▶ _Task set_
#1 Answer these questions from the text on balanced diets:
(a) Which food group includes tofu and tempeh?
(b) What three items make up the oil group?
(c) What is the first item in the list of things an unbalanced diet can cause problems with maintaining?
#2 Continue the text on balanced diets, beginning right after its last listed item, "Bone and muscle systems."

A well-balanced diet provides enough energy and nutrition for optimal growth and development. To maintain a well-balanced diet, we must eat from the following food groups:
Milk group (dairy products)– cheese, milk or buttermilk, yogurt
Meat and beans group– legumes (including beans, lentils, peas, and split peas), meat (beef, pork, poultry with skin removed, game meats, fish, shellfish), nuts and seeds (including almonds, hazelnuts, mixed nuts, peanuts, peanut butter, sunflower seeds, walnuts), tofu, tempeh, and other soy-protein products
Fruit group– apples, apricots, avocados, bananas, berries, dates, grapes, grapefruit, mangos, melons, oranges, peaches, pineapples, raisins and other unsweetened dried fruits, tangerines, 100% fruit juice
Vegetable group-broccoli, cauliflower, carrots, collard and other greens, cucumbers, green beans, kale, lettuces, potatoes, radishes, spinach, squash, sweet potatoes, tomatoes, 100% vegetable juice
Grain group (breads and cereals)- enriched, whole-grain breads, rolls, English muffins, bagels, cereals (hot and cold), and pasta, grits, rice
Oil- light or low-fat salad dressing, low-fat mayonnaise, vegetable oil
An unbalanced diet can cause problems with maintenance of:
- Body tissues
- Brain and nervous system function
- The immune system
- Growth and development
- Bone and muscle systems.

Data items
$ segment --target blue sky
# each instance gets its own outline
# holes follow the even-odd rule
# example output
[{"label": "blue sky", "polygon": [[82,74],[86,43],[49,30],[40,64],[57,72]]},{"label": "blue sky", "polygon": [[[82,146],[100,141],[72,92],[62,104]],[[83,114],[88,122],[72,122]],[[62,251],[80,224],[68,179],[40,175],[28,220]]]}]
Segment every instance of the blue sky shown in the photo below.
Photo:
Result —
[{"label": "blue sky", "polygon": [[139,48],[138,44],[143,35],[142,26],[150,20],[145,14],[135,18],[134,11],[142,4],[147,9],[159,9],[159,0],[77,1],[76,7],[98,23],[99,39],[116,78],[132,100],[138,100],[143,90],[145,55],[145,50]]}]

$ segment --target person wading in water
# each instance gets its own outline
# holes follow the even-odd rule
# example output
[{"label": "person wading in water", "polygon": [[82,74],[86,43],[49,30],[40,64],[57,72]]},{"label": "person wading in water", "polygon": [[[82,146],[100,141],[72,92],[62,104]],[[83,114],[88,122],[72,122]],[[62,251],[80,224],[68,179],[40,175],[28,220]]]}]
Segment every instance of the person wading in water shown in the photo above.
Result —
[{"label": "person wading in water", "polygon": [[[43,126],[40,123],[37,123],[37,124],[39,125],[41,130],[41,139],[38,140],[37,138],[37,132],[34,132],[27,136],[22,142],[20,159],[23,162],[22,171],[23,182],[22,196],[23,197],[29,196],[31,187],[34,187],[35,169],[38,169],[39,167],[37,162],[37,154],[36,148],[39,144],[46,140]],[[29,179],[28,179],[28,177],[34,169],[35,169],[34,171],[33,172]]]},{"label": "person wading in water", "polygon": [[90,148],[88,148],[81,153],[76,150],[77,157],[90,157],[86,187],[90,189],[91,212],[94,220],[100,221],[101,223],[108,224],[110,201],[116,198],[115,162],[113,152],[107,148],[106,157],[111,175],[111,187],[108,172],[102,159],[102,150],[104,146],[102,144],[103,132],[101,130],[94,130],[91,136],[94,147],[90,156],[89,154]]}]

▶ _Answers to the exercises_
#1
(a) The meat and beans group.
(b) Light or low-fat salad dressing, low-fat mayonnaise, and vegetable oil.
(c) Body tissues.

#2
The term “balanced” simply means that a diet meets your nutritional needs while not providing too much of any nutrients. To achieve a balanced diet, you must eat a variety of foods from each of the food groups. You will need to know:
- How many calories you should consume every day
- What size portions you should eat; too much of a healthy food may no longer be healthy
- Which are the healthy choices from each food group
- Do not skip breakfast
- Eat at least three meals each day
- Eat foods from each of the food groups at every meal
The most important step to eating a balanced diet is to educate yourself about what your body needs, and to read the nutrition label and ingredients of all the food you eat.
New dietary guidelines from the U.S. Departments of Health and Human Services (HHS) and Agriculture (USDA) recommend fewer calories and smarter food choices. Some of the key recommendations:
- Enjoy your food, but eat less.
- Avoid oversized portions.
Foods to Increase
- Make half your plate fruits and vegetables.
- Switch to fat-free or low-fat (1%) milk.
Foods to Reduce
- Compare sodium in foods like soup, bread, and frozen meals-and choose the foods with lower numbers.
- Drink water instead of sugary drinks.